**EXERCISES**
- a) According to the text extraction survey, what does binoc's diff fall back to when a file has no native parser?
- b) Print the part of the text extraction survey starting with "1. Why binoc" and going on through "is not human-readable.".
- c) Proceed with the text extraction survey from the point where it stops.

**SOURCE**
* * * *

Polyglot Text Extraction: A Survey for binoc's Fallback Projection¶
Research / survey document — 2026-06-15
Status: survey / research input, not a decision record. This document presents tradeoffs and a recommended phased path to inform a later design decision. It does not commit binoc to any tool.
1. Why binoc needs this¶
binoc generates changelogs/diffs for datasets by comparing snapshots. Today, when a file has a native model plugin (SQLite, Parquet, Excel, DBF, Avro, HTML, statistical binaries, …) binoc produces a rich semantic diff. When a file has no native parser, the diff degrades to an opaque "the bytes changed" signal, which is not human-readable.
We want a polyglot fallback: a two-tier degradation so that every file produces some human-readable projection of its content for diffing.

* * * *

**SUPPLIED INFORMATION**
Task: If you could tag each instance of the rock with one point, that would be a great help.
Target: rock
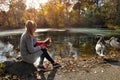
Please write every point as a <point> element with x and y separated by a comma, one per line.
<point>20,68</point>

* * * *

**ANSWERS PER TASK**
- a) An opaque "the bytes changed" signal, which is not human-readable.

- b)
1. Why binoc needs this¶
binoc generates changelogs/diffs for datasets by comparing snapshots. Today, when a file has a native model plugin (SQLite, Parquet, Excel, DBF, Avro, HTML, statistical binaries, …) binoc produces a rich semantic diff. When a file has no native parser, the diff degrades to an opaque "the bytes changed" signal, which is not human-readable.

- c)
- Text-extraction tier. If the file is a recognizable document/format that isn't natively modeled, fall back to extracting its text (PDF → text, HTML → text, DOCX → text, spreadsheet → cell text, …) so the diff shows readable content changes.
strings(1)tier. For truly unreadable / unknown bytes, fall back to astrings(1)-style extraction of printable runs so that something shows up in the diff (embedded labels, paths, version strings, etc.).
This survey covers "dump the text from anything" libraries so we can choose what to build on for each tier.
2. binoc's constraints (the lens for everything below)¶
These constraints are what make this a non-obvious choice; a tool that is great for RAG ingestion can be a poor fit here.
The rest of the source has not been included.